SOURCE PASSAGE START
This site is intended for health professionals only


NHS ‘will really be up against it’ in 2015, says minister

Health services will be set for even greater financial restraints next year as a health minister admitted the NHS will ‘really be up against it’ in 2015/16.

Speaking at the NICE annual conference today in Birmingham, Earl Howe said this could nonetheless benefit the system in the long run as it would ‘force’ NHS managers and the workforce to stop wasting resources and improve quality and safety as a result.

Earl Howe said: ‘We’re facing a tough year financially in 14/15 – but in 15/16 I don’t want to disguise from anyone in this hall that we are going to be really up against it. In many ways that is good – it forces us to look at waste in the system, at unnecessary expense in the system, areas where quality and safety can go hand in hand with cost effectiveness.’

He added: ‘[There was a] very interesting visit that Jeremy Hunt made to America recently, looking at one their hospitals whose safety record has improved out of all recognition in the last few years, and their costs – this is what struck Jeremy – are 60% below those of their nearest rivals as a result of that safety agenda. And it shows what you can do by driving costs down in the system and improving care.’

Responding to questions, Earl Howe also said it was important for private providers to be as open to scrutiny as others – and claimed the Government was ‘neutral’ on whether competition should be used, which he said was up to commissioners.
SOURCE PASSAGE END
REQUIREMENT 1.
According to the article on NHS finances, how far below its nearest rivals' costs were the costs of the American hospital that Jeremy Hunt visited?
REQUIREMENT 2.
Pick up the article on NHS finances after its last sentence and keep it going.
PROVIDED MATERIAL START
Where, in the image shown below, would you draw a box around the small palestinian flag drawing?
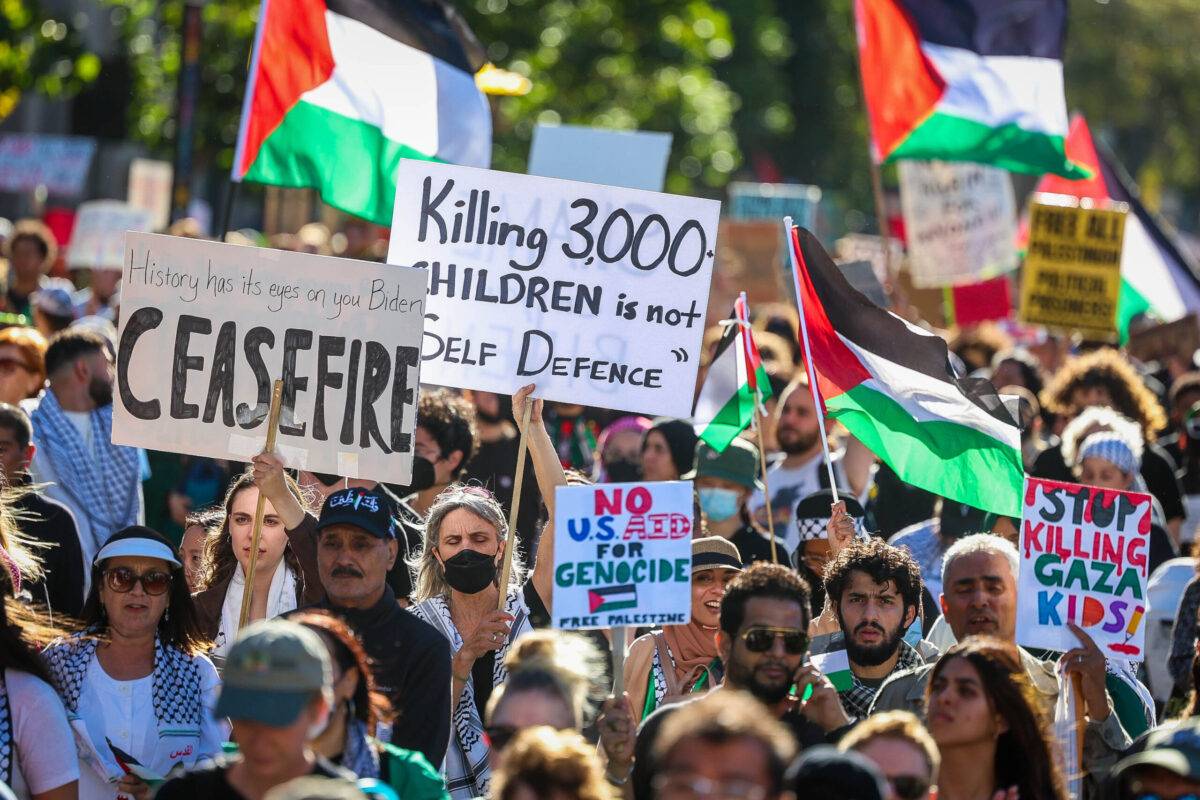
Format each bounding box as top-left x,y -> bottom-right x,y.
588,583 -> 637,614
810,650 -> 854,692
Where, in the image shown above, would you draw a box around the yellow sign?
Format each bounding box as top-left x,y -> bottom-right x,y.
1020,203 -> 1126,338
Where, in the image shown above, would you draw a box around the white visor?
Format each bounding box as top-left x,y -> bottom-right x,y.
92,539 -> 184,567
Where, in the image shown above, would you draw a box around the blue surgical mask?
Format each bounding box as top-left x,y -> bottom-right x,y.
700,488 -> 738,522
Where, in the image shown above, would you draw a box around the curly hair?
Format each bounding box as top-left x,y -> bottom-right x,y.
416,389 -> 479,477
826,537 -> 920,610
288,609 -> 392,730
925,636 -> 1067,800
1040,348 -> 1166,441
721,561 -> 812,636
491,726 -> 616,800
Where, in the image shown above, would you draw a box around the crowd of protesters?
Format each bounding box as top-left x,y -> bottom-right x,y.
0,215 -> 1200,800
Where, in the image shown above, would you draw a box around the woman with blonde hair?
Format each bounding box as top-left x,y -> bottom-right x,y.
412,384 -> 566,799
488,727 -> 614,800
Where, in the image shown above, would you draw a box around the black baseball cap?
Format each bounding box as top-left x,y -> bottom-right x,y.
317,487 -> 396,539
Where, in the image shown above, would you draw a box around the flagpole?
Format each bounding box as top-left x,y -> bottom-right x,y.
784,217 -> 840,503
736,291 -> 779,564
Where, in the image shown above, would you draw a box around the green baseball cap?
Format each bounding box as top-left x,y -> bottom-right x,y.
683,439 -> 762,489
214,619 -> 334,728
1112,721 -> 1200,781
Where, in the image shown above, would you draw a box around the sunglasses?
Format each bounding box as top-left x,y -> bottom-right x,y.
484,724 -> 518,751
742,626 -> 809,656
104,566 -> 170,595
888,775 -> 929,800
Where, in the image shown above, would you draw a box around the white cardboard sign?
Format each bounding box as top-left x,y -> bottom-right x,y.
529,124 -> 671,192
67,200 -> 152,271
552,481 -> 692,630
898,161 -> 1016,289
113,234 -> 426,483
388,160 -> 720,416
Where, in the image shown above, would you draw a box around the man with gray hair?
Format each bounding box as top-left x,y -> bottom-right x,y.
871,534 -> 1130,775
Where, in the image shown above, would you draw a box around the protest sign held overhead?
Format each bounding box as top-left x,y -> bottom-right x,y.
1020,201 -> 1126,339
896,161 -> 1016,289
388,161 -> 720,416
552,481 -> 692,630
113,234 -> 426,482
67,200 -> 152,270
1016,477 -> 1153,661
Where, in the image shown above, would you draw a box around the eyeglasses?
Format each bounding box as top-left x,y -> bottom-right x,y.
654,772 -> 767,800
0,359 -> 32,375
742,625 -> 809,656
104,566 -> 170,595
888,775 -> 929,800
484,724 -> 517,751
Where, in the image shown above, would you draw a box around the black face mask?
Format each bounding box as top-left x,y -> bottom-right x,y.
442,551 -> 496,595
604,458 -> 642,483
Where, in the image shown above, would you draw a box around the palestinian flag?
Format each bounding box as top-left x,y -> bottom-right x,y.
854,0 -> 1086,178
1021,115 -> 1200,342
809,650 -> 854,692
691,293 -> 770,452
233,0 -> 492,225
792,228 -> 1024,517
588,583 -> 637,614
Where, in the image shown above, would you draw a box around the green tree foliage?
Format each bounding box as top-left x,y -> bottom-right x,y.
0,0 -> 100,120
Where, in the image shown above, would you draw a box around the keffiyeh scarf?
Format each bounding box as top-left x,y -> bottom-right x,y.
412,589 -> 533,800
838,642 -> 925,721
32,391 -> 142,552
44,628 -> 204,727
0,669 -> 13,786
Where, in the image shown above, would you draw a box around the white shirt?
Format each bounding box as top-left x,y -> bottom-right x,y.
76,656 -> 224,800
4,669 -> 79,800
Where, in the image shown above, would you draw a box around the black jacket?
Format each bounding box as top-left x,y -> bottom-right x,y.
302,585 -> 450,766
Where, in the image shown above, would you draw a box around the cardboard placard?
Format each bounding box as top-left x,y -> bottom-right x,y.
67,200 -> 151,270
126,158 -> 175,230
1016,477 -> 1152,661
113,234 -> 427,483
528,124 -> 671,192
551,481 -> 692,630
0,133 -> 96,198
1019,201 -> 1126,339
896,161 -> 1016,289
388,160 -> 720,416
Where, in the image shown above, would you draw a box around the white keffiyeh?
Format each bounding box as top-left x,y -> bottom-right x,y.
212,561 -> 299,658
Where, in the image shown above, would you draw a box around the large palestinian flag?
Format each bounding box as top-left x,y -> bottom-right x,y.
1021,115 -> 1200,342
691,297 -> 770,452
854,0 -> 1086,178
233,0 -> 492,225
792,228 -> 1024,517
PROVIDED MATERIAL END
RESPONSE BOX 1.
Its costs were 60% below those of its nearest rivals.

RESPONSE BOX 2.
He said: ‘The Government is neutral on whether there should be more or less independent sector involvement in health care but if commissioners decide they want to buy more care from the independent or voluntary sector then yes, rules should be the exactly the same on transparency so we can be aware of the outcomes they’re delivering.’

‘Competition should always be on the basis of quality and not price – so that’s another level on which the playing field should be equal.’

Earl Howe’s comments come after it was revealed NHS England had accrued a large surplus through savings on commissioning of primary care services while at the same time overspending on specialist services, which GP commissioning leads warned could be wasteful.